→ Exercise goal
Starting from the line that contains "white cleat and record the pixel coordinates.", output every remaining line of the records below exactly as it appears, that line and the last one included.

Records excerpted from a collection
↓
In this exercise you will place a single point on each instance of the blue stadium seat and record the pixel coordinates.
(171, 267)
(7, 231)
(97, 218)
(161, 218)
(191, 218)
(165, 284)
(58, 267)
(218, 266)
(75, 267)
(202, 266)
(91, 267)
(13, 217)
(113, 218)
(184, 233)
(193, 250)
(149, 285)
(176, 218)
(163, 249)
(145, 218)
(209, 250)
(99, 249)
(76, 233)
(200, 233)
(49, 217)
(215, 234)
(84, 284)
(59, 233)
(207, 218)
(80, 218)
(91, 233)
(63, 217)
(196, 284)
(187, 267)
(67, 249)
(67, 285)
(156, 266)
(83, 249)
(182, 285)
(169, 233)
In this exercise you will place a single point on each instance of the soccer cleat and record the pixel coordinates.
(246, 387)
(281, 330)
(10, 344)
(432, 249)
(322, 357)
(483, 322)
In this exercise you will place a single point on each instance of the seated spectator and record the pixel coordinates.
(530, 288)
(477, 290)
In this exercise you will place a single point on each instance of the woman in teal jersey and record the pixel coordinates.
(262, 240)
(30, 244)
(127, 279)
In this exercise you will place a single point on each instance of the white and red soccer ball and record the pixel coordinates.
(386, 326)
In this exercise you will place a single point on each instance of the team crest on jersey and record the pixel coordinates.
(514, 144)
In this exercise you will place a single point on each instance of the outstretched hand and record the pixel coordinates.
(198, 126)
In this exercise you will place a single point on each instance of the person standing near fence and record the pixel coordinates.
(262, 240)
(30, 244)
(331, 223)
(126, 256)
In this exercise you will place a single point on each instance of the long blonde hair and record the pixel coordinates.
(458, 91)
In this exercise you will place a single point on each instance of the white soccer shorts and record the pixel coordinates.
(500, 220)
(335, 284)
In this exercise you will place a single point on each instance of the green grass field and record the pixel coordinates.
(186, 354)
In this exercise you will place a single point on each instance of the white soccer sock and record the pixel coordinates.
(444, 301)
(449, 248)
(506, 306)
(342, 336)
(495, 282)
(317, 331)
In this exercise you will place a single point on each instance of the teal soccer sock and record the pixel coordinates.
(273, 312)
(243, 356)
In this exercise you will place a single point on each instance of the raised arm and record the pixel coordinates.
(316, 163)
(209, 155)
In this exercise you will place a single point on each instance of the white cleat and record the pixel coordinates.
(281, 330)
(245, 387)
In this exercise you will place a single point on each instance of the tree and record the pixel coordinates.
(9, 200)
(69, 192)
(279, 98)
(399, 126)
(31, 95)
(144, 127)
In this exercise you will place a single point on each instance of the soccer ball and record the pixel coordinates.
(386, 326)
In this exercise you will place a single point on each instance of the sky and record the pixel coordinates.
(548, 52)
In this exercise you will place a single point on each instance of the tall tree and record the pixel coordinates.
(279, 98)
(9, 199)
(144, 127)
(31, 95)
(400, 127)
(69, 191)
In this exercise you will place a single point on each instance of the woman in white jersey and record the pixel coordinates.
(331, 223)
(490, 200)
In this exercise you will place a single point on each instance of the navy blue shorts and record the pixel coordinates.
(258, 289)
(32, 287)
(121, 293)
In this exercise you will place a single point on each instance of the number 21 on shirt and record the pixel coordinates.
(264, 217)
↑
→ Response for this exercise
In this exercise you will place a single point on each instance of the white cleat and record the pixel coordinates.
(281, 330)
(245, 387)
In this exercise you will place a single point on each instance of the tree and record the pixel coordinates.
(9, 200)
(69, 192)
(279, 98)
(399, 126)
(31, 95)
(144, 127)
In this exercise you will place a single point on each instance of the soccer ball and record the pixel coordinates.
(386, 326)
In this exercise you will place a single point on each instance of the sky and record the pixel coordinates.
(548, 52)
In this exercise you will place a single point on each instance of the tall tree and record the pixel coordinates.
(279, 98)
(9, 199)
(144, 127)
(31, 95)
(400, 127)
(69, 191)
In this exercise you will place a single point on each instance of the woman in white jersey and record the pixel coordinates.
(331, 223)
(490, 200)
In this exercise you will place a single point on each instance of the navy blue shorts and record the pixel coordinates.
(258, 289)
(32, 287)
(121, 293)
In this exercise you will place a single point on each instance of the number 21 on shirt and record the pixel coordinates.
(264, 217)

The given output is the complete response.